ASSIGNMENT:
Repeat, line for line, the entries printed below.

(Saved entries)

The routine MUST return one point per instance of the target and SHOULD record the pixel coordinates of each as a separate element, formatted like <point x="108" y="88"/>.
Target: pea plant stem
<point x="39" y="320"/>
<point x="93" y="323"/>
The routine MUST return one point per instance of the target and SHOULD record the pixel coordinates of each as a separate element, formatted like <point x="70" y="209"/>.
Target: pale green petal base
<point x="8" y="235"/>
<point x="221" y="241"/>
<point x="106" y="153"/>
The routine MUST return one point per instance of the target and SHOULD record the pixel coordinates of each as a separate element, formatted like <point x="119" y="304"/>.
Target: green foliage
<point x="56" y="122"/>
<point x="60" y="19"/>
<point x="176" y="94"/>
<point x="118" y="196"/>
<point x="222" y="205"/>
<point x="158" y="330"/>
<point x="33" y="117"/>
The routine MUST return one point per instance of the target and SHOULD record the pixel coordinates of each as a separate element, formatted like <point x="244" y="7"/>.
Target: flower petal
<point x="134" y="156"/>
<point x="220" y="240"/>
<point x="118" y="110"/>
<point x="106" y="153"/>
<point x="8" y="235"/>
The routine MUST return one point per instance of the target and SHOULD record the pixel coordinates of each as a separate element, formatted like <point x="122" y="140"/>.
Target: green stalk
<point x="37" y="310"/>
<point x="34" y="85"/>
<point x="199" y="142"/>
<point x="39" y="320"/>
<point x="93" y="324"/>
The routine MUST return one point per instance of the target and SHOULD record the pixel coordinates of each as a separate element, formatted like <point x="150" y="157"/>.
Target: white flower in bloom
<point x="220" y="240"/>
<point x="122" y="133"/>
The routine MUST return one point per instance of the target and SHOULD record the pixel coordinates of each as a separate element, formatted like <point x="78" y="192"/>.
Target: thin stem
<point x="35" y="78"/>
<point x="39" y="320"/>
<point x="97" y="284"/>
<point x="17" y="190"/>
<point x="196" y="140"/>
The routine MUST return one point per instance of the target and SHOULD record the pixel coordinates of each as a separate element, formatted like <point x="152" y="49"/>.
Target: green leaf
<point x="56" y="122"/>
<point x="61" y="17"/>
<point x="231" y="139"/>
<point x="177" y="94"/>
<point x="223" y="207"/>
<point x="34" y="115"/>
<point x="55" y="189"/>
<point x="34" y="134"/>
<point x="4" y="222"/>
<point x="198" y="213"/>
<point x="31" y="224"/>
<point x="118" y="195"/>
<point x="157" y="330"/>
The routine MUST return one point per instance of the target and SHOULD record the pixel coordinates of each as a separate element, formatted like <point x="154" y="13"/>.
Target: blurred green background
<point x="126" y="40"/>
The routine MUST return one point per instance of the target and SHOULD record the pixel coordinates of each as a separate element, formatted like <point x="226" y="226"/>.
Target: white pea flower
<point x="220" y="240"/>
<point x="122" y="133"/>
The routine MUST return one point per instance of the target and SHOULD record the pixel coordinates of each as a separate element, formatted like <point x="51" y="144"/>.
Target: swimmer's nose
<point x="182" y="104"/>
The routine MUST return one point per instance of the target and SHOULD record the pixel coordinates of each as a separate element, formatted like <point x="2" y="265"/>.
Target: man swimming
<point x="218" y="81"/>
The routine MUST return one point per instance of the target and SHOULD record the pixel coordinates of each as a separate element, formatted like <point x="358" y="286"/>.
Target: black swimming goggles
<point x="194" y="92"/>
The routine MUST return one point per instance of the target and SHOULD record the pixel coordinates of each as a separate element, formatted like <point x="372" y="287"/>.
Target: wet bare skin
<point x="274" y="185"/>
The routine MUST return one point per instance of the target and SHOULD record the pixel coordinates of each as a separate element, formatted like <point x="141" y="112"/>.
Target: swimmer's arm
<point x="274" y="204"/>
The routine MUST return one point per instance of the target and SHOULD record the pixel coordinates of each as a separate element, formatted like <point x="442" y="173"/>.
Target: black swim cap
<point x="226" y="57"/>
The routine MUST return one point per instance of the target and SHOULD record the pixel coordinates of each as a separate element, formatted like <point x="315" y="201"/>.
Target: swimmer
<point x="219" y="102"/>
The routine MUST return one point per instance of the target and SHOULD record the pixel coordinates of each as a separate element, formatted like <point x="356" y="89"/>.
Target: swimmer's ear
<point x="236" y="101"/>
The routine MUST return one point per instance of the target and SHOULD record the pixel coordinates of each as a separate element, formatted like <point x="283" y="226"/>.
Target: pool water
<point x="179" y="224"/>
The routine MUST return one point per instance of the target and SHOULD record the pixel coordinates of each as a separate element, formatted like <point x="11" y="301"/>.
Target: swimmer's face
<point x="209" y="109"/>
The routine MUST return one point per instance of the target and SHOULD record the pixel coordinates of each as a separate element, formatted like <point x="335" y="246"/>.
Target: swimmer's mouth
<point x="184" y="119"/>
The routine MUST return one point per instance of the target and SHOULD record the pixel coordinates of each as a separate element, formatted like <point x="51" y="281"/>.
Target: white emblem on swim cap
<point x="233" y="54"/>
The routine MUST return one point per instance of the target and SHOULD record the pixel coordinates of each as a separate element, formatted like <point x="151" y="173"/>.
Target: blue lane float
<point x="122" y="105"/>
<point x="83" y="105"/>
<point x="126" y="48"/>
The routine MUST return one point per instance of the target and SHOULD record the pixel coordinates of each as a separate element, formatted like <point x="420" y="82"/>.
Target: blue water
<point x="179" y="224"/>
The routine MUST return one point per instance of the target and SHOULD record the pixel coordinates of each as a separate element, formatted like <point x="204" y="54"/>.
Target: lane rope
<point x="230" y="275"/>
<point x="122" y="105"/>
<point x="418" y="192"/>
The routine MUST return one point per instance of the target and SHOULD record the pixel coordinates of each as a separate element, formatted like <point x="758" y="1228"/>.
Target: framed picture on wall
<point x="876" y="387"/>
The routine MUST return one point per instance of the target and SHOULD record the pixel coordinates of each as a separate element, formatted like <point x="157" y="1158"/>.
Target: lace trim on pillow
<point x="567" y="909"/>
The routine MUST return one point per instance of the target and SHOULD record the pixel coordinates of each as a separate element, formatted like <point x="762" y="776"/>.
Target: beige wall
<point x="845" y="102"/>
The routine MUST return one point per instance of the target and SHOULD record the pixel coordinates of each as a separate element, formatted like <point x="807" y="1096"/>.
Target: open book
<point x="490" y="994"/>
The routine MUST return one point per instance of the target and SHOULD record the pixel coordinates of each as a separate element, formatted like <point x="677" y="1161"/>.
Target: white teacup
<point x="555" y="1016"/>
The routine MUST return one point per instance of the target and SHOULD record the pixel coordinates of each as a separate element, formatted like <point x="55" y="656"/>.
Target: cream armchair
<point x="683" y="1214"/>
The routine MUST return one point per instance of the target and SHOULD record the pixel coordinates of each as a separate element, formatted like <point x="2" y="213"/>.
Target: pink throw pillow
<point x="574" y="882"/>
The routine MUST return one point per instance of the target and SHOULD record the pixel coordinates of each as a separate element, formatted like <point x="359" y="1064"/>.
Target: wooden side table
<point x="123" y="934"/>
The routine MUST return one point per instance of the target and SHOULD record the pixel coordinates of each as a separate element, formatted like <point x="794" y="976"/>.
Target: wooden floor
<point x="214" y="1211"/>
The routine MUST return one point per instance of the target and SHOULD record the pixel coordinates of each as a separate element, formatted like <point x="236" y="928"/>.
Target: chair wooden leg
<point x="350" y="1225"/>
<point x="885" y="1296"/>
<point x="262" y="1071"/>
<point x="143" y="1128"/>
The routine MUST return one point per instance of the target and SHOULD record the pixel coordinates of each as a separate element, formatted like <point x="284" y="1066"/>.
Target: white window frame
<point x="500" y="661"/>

RESULT OF THIS EXERCISE:
The routine MUST return one point per instance of the target and SHOULD record the pixel coordinates of each as a separate element, formatted like <point x="108" y="88"/>.
Target: pea plant stem
<point x="39" y="320"/>
<point x="93" y="323"/>
The routine MUST return one point per instance of the target and SHOULD record the pixel coordinates of each as a separate element, formatted like <point x="70" y="209"/>.
Target: pale green petal base
<point x="8" y="235"/>
<point x="221" y="241"/>
<point x="106" y="153"/>
The routine MUST return one point per instance of the target and SHOULD record the pixel coordinates of each as a separate element, formatted like <point x="119" y="304"/>.
Target: green foliage
<point x="56" y="122"/>
<point x="60" y="19"/>
<point x="176" y="94"/>
<point x="118" y="196"/>
<point x="222" y="205"/>
<point x="158" y="330"/>
<point x="33" y="117"/>
The routine MUST return one point per instance of the target and SHOULD record the pixel coordinates of each as a separate element, formatted like <point x="244" y="7"/>.
Target: flower petal
<point x="134" y="156"/>
<point x="220" y="240"/>
<point x="118" y="110"/>
<point x="106" y="153"/>
<point x="8" y="235"/>
The routine MUST return one point per instance of the target and SHOULD record the pixel coordinates of each as a separate element, formatted like <point x="122" y="140"/>.
Target: green stalk
<point x="37" y="310"/>
<point x="34" y="85"/>
<point x="199" y="142"/>
<point x="39" y="320"/>
<point x="93" y="324"/>
The routine MUST return one point per instance of the target and SHOULD record the pixel coordinates of each as a separate element, formatted like <point x="150" y="157"/>.
Target: white flower in bloom
<point x="220" y="240"/>
<point x="122" y="133"/>
The routine MUST return one point per instance of the target and SHOULD record the pixel coordinates of each as a separate element, formatted like <point x="78" y="192"/>.
Target: thin stem
<point x="35" y="78"/>
<point x="39" y="320"/>
<point x="97" y="284"/>
<point x="17" y="190"/>
<point x="196" y="140"/>
The routine MUST return one point per instance of the target and SHOULD record the pixel coordinates of each as a separate element, formatted like <point x="152" y="49"/>.
Target: green leaf
<point x="56" y="122"/>
<point x="61" y="17"/>
<point x="231" y="139"/>
<point x="177" y="94"/>
<point x="223" y="207"/>
<point x="34" y="115"/>
<point x="55" y="189"/>
<point x="34" y="134"/>
<point x="4" y="222"/>
<point x="198" y="213"/>
<point x="31" y="224"/>
<point x="118" y="195"/>
<point x="157" y="330"/>
The routine MUST return one point per instance of the target and SHOULD record the pixel coordinates of each as a separate element, formatted like <point x="154" y="13"/>.
Target: blurred green background
<point x="126" y="40"/>
The routine MUST return one point per instance of the target and SHOULD record the pixel coordinates of each as a separate element, formatted like <point x="226" y="226"/>.
Target: white pea flower
<point x="220" y="240"/>
<point x="122" y="133"/>
The routine MUST return one point per instance of the target and SHOULD record the pixel coordinates of each as a separate element, formatted like <point x="51" y="144"/>.
Target: swimmer's nose
<point x="182" y="104"/>
The routine MUST return one point per instance of the target and SHOULD record the pixel coordinates of each as a separate element, formatted like <point x="2" y="265"/>.
Target: man swimming
<point x="218" y="81"/>
The routine MUST return one point per instance of the target and SHOULD record the pixel coordinates of each as a separate element, formatted like <point x="358" y="286"/>.
Target: black swimming goggles
<point x="194" y="92"/>
The routine MUST return one point per instance of the target and SHOULD record the pixel coordinates of each as a separate element, formatted like <point x="372" y="287"/>.
Target: wet bare skin
<point x="274" y="185"/>
The routine MUST return one point per instance of the target and SHOULD record the pixel coordinates of each as a separate element, formatted like <point x="141" y="112"/>.
Target: swimmer's arm
<point x="274" y="204"/>
The routine MUST return one point per instance of the target and SHOULD record the pixel coordinates of each as a separate element, formatted like <point x="442" y="173"/>.
Target: black swim cap
<point x="226" y="57"/>
The routine MUST return one point per instance of the target and SHOULD record the pixel coordinates of each as a separate element, formatted like <point x="315" y="201"/>.
Target: swimmer
<point x="219" y="102"/>
The routine MUST return one point per instance of the target and SHOULD record the pixel coordinates of each as a separate element, formatted like <point x="356" y="89"/>.
Target: swimmer's ear
<point x="236" y="101"/>
The routine MUST return one point per instance of the target and SHOULD record the pixel coordinates of each as a separate element, formatted like <point x="283" y="226"/>.
Target: pool water
<point x="179" y="224"/>
The routine MUST return one point per instance of the target and SHOULD record the pixel coordinates of each as a separate element, formatted like <point x="11" y="301"/>.
Target: swimmer's face
<point x="209" y="109"/>
The routine MUST return one point per instance of the target and SHOULD record the pixel coordinates of each as a separate element, formatted like <point x="335" y="246"/>.
Target: swimmer's mouth
<point x="184" y="119"/>
The routine MUST return one point per instance of the target and SHOULD record the pixel coordinates of each as a separate element, formatted like <point x="51" y="281"/>.
Target: white emblem on swim cap
<point x="233" y="54"/>
The routine MUST return one point per instance of the target and SHOULD record the pixel coordinates of each as a separate element, formatted like <point x="151" y="173"/>.
Target: blue lane float
<point x="122" y="105"/>
<point x="83" y="105"/>
<point x="126" y="48"/>
The routine MUST return one point per instance of the target and SHOULD record the pixel coordinates of each as a separate element, formatted like <point x="420" y="82"/>.
Target: blue water
<point x="179" y="224"/>
The routine MUST return one point per instance of the target and SHOULD record the pixel coordinates of each as a separate element, formatted like <point x="204" y="54"/>.
Target: lane rope
<point x="230" y="275"/>
<point x="122" y="105"/>
<point x="418" y="192"/>
The routine MUST return one point per instance of the target and SHOULD record the pixel coordinates of each as a separate element, formatted like <point x="758" y="1228"/>.
Target: framed picture on wall
<point x="876" y="387"/>
The routine MUST return one point per instance of the target and SHOULD record the pixel coordinates of each as a separate element, formatted like <point x="157" y="1158"/>.
Target: lace trim on pillow
<point x="567" y="909"/>
The routine MUST return one point per instance of the target and SHOULD record the pixel coordinates of each as a separate element, formatted like <point x="762" y="776"/>.
Target: beige wall
<point x="845" y="102"/>
The routine MUST return one point per instance of the target and SHOULD record the pixel coordinates of each as a separate element, formatted like <point x="807" y="1096"/>.
Target: open book
<point x="490" y="994"/>
The routine MUST return one point per instance of the target and SHOULD record the pixel coordinates of each as a separate element, formatted like <point x="677" y="1161"/>.
Target: white teacup
<point x="555" y="1016"/>
The routine MUST return one point per instance of the target and SHOULD record the pixel coordinates of each as a separate element, formatted like <point x="55" y="656"/>.
Target: cream armchair
<point x="683" y="1214"/>
The routine MUST return one point per instance of the target and SHOULD record the pixel coordinates of each as a separate element, formatted like <point x="2" y="213"/>.
Target: pink throw pillow
<point x="574" y="882"/>
The routine MUST return one point per instance of the target and SHOULD record the pixel coordinates of each as a separate element, formatted like <point x="359" y="1064"/>.
Target: wooden side table
<point x="123" y="934"/>
The routine MUST return one point per instance of the target and SHOULD record the pixel coordinates of each as a separate element, formatted like <point x="794" y="976"/>.
Target: wooden floor
<point x="214" y="1211"/>
The routine MUST return one point per instance of the target and SHOULD record the pixel coordinates of each as a separate element, formatted like <point x="236" y="928"/>.
Target: chair wooden leg
<point x="350" y="1225"/>
<point x="885" y="1296"/>
<point x="262" y="1071"/>
<point x="143" y="1128"/>
The routine MUST return one point per instance of the target and SHOULD record the pixel coordinates of each as a separate element, formatted like <point x="284" y="1066"/>.
Target: white window frame
<point x="500" y="661"/>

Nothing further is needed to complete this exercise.